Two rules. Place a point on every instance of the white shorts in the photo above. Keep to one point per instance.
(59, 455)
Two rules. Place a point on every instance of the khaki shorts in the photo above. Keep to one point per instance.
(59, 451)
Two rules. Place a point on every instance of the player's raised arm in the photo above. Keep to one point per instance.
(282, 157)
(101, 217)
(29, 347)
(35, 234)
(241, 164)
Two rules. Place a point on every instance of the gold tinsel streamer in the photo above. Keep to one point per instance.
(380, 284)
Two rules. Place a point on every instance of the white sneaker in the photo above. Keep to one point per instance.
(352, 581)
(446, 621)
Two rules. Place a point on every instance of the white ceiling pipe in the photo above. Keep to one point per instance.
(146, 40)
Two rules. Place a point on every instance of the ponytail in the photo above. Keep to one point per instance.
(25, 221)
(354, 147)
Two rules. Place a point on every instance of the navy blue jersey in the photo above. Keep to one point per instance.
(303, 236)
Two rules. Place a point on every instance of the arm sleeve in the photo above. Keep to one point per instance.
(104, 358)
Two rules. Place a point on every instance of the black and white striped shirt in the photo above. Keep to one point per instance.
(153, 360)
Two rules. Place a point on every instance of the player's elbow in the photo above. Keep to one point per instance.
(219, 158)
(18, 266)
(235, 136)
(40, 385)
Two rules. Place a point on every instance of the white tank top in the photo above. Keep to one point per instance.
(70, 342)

-- -- --

Format everything from the line containing "the player's raised" down through the last of the items as a JSON list of strings, one string per line, with blank lines omitted.

[
  "Two rules. Place a point on every instance of the player's raised arm in the photo above. Keep to one point per instance.",
  "(282, 157)",
  "(101, 217)",
  "(29, 347)",
  "(35, 234)",
  "(241, 164)",
  "Two rules. Place a point on every instance of the gold tinsel streamer in the photo above. Keep to one point per instance.",
  "(380, 284)",
  "Two rules. Place a point on every instance of the white sneaker in the photo above. Keep to one point per instance.",
  "(352, 581)",
  "(446, 621)",
  "Two rules. Place a point on every instance of the white ceiling pipe in the photo above. Keep to one point per instance.",
  "(146, 40)",
  "Two rules. Place a point on every instance of the ponytail in the photo above. Keep to one point per instance.",
  "(25, 221)",
  "(354, 147)",
  "Two rules. Place a point on every instance of the navy blue jersey in the photo above. Keep to one point per instance.",
  "(303, 236)",
  "Two rules. Place a point on every instance of the arm sleeve in the photo above. Keep to one point per instance.",
  "(104, 358)",
  "Two rules. Place a point on every instance of the black and white striped shirt in the photo above. Keep to one point per instance.",
  "(153, 360)",
  "Two rules. Place a point on every instance of the player's elbow in the photo above. Keep to one point per instance.",
  "(219, 158)",
  "(18, 266)",
  "(235, 136)",
  "(40, 385)",
  "Two rules. Place a point on every instance of the white tank top in the photo above. Keep to one point per instance.",
  "(70, 342)"
]